__EXCERPT__

[Start of section]

Context: Zerumbone (ZER) is known to exhibit anticancer properties on various cancer cells both in vitro and in vivo. However, the anti-angiogenesis effect of ZER on liver cancers in vivo is not yet addressed clearly. Aims: This study aimed to investigate the in vivo antiproliferative and antiangiogenesis effects of ZER using rats with diethylnitrosamine-induced hepatocellular carcinoma (HCC). Materials and Methods: The antiproliferative and anti-angiogenesis effects of ZER were determined using the hepatosomatic index, vascular endothelial growth factor (VEGF) immunoassay, terminal deoxynucleotidyl transferase dUTP nick end labeling assay, histopathology, and immunohistochemistry analysis. Results: Nontreated rats with HCC had higher median liver weight than those treated with ZER or suramin. The expression of VEGF, matrix metalloprotease, and Ki-67 that were high in nontreated HCC rats was down-regulated with ZER or suramin treatments. Statistical Analysis Used: Statistical analyses were performed using the Statistical Package for Social Science version 21.0 (SPSS Inc, IBM, Maryland, USA). The data were expressed as the mean ± standard deviation and analyzed using a one-way analysis of variance. P < 0.05 was considered statistically significant. Conclusion: ZER has the potential to be developed as the pro-apoptotic and antiangiogenic agent in the treatment of HCC.

[End of section]

__SET OF TASKS__
[a] List every method the zerumbone excerpt names for determining the antiproliferative and anti-angiogenesis effects of ZER.
[b] Condense the paragraph of the zerumbone excerpt beginning "Context: Zerumbone (ZER) is known" into a bulleted list that retains its main facts.
[c] Answer these questions from the zerumbone excerpt:
(i) What substance was used to induce hepatocellular carcinoma in the rats?
(ii) Which version of the Statistical Package for Social Science was used?
(iii) What P value was considered statistically significant?
Base every answer solely on the zerumbone excerpt.

(Saved entries)
[Start of section]

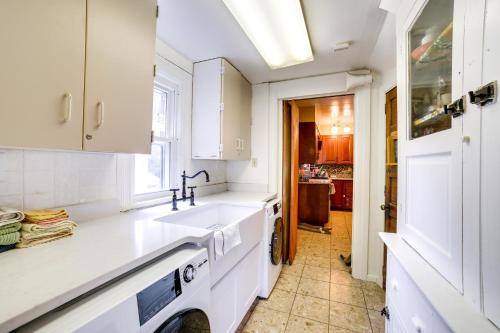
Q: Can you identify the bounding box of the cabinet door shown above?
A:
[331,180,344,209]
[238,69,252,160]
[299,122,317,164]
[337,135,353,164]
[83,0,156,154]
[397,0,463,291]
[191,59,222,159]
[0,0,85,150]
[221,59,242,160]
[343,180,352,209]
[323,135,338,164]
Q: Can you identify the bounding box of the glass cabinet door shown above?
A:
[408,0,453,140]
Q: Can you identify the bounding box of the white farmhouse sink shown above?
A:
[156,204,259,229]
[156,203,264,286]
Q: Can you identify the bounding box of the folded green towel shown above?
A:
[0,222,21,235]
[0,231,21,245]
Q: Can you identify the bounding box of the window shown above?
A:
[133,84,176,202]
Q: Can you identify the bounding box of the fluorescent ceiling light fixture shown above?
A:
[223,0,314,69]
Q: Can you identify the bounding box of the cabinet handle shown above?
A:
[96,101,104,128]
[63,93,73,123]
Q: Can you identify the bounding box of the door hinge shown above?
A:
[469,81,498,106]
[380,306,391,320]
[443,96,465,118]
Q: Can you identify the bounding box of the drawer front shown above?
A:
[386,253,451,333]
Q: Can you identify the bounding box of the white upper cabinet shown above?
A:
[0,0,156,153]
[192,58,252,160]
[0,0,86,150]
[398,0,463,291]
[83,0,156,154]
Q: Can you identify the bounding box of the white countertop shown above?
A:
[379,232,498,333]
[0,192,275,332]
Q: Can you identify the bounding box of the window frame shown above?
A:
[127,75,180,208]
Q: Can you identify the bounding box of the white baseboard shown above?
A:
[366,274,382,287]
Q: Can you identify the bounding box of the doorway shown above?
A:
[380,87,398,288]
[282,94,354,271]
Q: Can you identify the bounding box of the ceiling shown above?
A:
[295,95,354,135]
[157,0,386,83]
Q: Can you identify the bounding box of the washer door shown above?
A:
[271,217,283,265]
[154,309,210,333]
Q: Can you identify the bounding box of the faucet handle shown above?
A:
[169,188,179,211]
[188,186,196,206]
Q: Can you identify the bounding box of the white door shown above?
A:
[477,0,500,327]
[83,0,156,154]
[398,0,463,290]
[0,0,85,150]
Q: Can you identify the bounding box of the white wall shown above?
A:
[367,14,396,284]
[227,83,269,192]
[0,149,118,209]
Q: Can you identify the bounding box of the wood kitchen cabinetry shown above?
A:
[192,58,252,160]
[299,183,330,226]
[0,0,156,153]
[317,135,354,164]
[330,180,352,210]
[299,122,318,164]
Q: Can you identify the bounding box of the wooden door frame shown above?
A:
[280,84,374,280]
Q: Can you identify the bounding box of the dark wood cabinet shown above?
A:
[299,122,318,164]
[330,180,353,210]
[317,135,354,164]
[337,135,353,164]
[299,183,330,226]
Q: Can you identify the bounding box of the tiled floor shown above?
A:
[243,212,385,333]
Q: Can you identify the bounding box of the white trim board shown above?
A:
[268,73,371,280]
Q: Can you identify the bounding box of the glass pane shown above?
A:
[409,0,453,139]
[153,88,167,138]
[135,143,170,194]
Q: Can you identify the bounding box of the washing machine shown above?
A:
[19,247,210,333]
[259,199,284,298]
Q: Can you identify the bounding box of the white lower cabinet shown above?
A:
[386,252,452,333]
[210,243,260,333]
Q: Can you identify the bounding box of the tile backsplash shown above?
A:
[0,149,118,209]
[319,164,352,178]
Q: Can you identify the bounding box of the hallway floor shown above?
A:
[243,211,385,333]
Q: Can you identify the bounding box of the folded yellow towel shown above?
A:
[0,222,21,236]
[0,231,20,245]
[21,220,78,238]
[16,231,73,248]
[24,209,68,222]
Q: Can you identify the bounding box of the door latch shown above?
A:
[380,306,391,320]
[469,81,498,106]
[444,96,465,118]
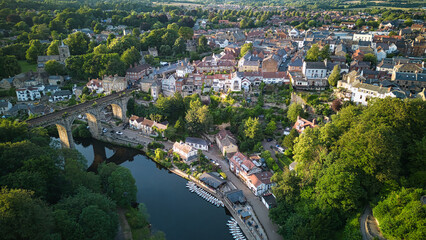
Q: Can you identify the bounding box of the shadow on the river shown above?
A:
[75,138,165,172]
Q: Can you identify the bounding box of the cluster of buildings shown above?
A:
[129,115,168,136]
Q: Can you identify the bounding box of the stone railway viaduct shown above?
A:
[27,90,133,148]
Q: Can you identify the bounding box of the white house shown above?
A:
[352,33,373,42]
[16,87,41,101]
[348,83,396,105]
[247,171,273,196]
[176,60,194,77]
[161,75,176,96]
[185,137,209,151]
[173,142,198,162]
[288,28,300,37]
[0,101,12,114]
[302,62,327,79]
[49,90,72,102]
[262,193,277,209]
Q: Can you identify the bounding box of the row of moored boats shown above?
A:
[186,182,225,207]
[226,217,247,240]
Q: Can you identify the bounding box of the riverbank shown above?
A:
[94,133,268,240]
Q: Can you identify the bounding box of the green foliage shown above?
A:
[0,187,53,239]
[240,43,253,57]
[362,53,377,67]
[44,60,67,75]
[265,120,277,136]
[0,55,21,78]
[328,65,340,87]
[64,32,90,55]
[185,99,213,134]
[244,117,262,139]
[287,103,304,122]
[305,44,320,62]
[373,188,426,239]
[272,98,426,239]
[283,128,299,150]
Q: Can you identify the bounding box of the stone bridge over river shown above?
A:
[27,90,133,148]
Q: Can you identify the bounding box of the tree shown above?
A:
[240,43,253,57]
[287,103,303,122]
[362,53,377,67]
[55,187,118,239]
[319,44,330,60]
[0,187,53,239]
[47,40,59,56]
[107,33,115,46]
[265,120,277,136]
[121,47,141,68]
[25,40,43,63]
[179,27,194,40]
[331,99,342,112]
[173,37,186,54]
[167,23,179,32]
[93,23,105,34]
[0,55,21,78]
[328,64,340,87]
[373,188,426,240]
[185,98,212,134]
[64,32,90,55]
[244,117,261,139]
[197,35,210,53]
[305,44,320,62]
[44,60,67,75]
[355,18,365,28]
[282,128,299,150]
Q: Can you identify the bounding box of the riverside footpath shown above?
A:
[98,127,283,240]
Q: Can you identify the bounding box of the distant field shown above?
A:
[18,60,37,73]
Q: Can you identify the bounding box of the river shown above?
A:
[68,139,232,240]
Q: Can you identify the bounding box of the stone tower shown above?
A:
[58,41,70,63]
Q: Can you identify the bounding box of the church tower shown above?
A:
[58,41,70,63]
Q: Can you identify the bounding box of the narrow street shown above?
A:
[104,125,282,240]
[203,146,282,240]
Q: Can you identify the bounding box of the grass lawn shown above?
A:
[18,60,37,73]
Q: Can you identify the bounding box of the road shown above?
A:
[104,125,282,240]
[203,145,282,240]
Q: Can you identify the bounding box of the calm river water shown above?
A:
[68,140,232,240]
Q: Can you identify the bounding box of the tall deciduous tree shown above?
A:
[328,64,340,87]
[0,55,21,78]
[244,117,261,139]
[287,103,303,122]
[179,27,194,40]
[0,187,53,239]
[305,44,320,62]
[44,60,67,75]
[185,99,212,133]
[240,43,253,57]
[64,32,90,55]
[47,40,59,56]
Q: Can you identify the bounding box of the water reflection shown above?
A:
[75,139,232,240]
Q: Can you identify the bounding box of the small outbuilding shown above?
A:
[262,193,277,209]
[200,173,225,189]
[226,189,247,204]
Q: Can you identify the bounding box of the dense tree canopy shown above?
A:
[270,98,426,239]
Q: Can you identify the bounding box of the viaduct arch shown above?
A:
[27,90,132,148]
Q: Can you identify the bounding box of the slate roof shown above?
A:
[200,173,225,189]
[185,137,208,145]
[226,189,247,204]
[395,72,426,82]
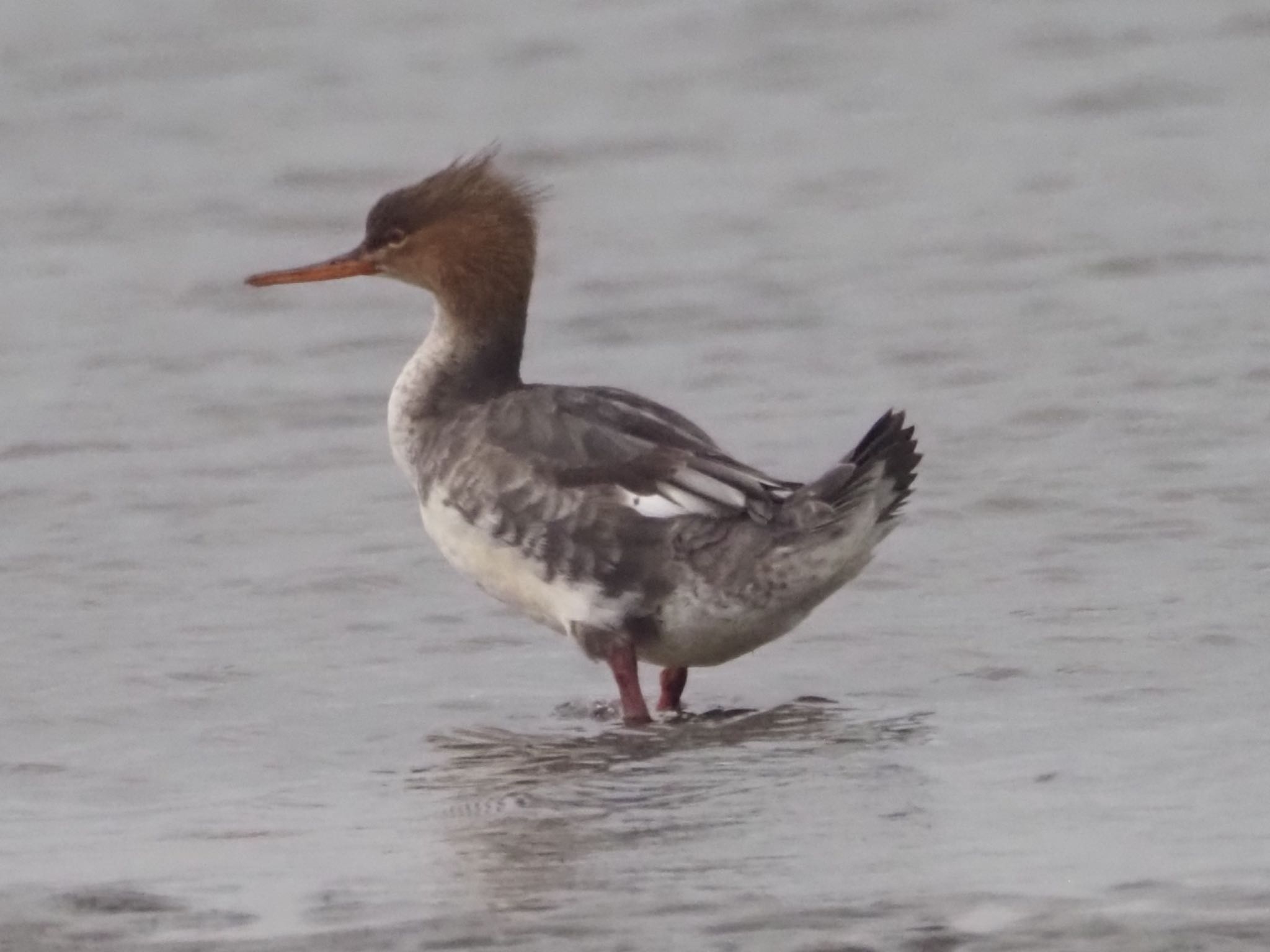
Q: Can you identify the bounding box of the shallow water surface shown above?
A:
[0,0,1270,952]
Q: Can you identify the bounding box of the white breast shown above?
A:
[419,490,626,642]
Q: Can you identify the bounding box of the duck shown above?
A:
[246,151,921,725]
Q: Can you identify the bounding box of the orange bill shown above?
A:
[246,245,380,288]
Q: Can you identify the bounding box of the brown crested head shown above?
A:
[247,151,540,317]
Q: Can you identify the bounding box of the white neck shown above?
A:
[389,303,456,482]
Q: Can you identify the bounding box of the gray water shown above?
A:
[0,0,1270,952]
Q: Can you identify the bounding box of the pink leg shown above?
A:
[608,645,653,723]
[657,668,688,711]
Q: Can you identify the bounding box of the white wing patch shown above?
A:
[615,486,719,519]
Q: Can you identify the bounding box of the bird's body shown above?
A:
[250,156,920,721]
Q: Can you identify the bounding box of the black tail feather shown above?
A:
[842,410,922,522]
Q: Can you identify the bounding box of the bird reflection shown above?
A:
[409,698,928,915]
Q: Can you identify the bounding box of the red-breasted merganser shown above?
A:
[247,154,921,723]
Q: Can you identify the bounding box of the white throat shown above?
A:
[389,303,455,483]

[End of section]

__LIST OF SOLUTIONS__
[a]
- Hepatosomatic index
- Vascular endothelial growth factor (VEGF) immunoassay
- Terminal deoxynucleotidyl transferase dUTP nick end labeling assay
- Histopathology
- Immunohistochemistry analysis

[b]
- Context: ZER shows anticancer properties on various cancer cells in vitro and in vivo, but its in vivo anti-angiogenesis effect on liver cancers has not been clearly addressed.
- Aim: To investigate the in vivo antiproliferative and antiangiogenesis effects of ZER in rats with diethylnitrosamine-induced hepatocellular carcinoma (HCC).
- Methods: Hepatosomatic index, VEGF immunoassay, terminal deoxynucleotidyl transferase dUTP nick end labeling assay, histopathology and immunohistochemistry.
- Results: Nontreated HCC rats had higher median liver weight than rats treated with ZER or suramin. ZER or suramin treatment down-regulated VEGF, matrix metalloprotease and Ki-67, which were high in nontreated HCC rats.
- Statistics: Analyses were performed in SPSS version 21.0. Data were expressed as mean ± standard deviation and analyzed by one-way analysis of variance, with P < 0.05 considered significant.
- Conclusion: ZER has potential to be developed as a pro-apoptotic and antiangiogenic agent in HCC treatment.

[c]
(i) Diethylnitrosamine
(ii) Version 21.0
(iii) P < 0.05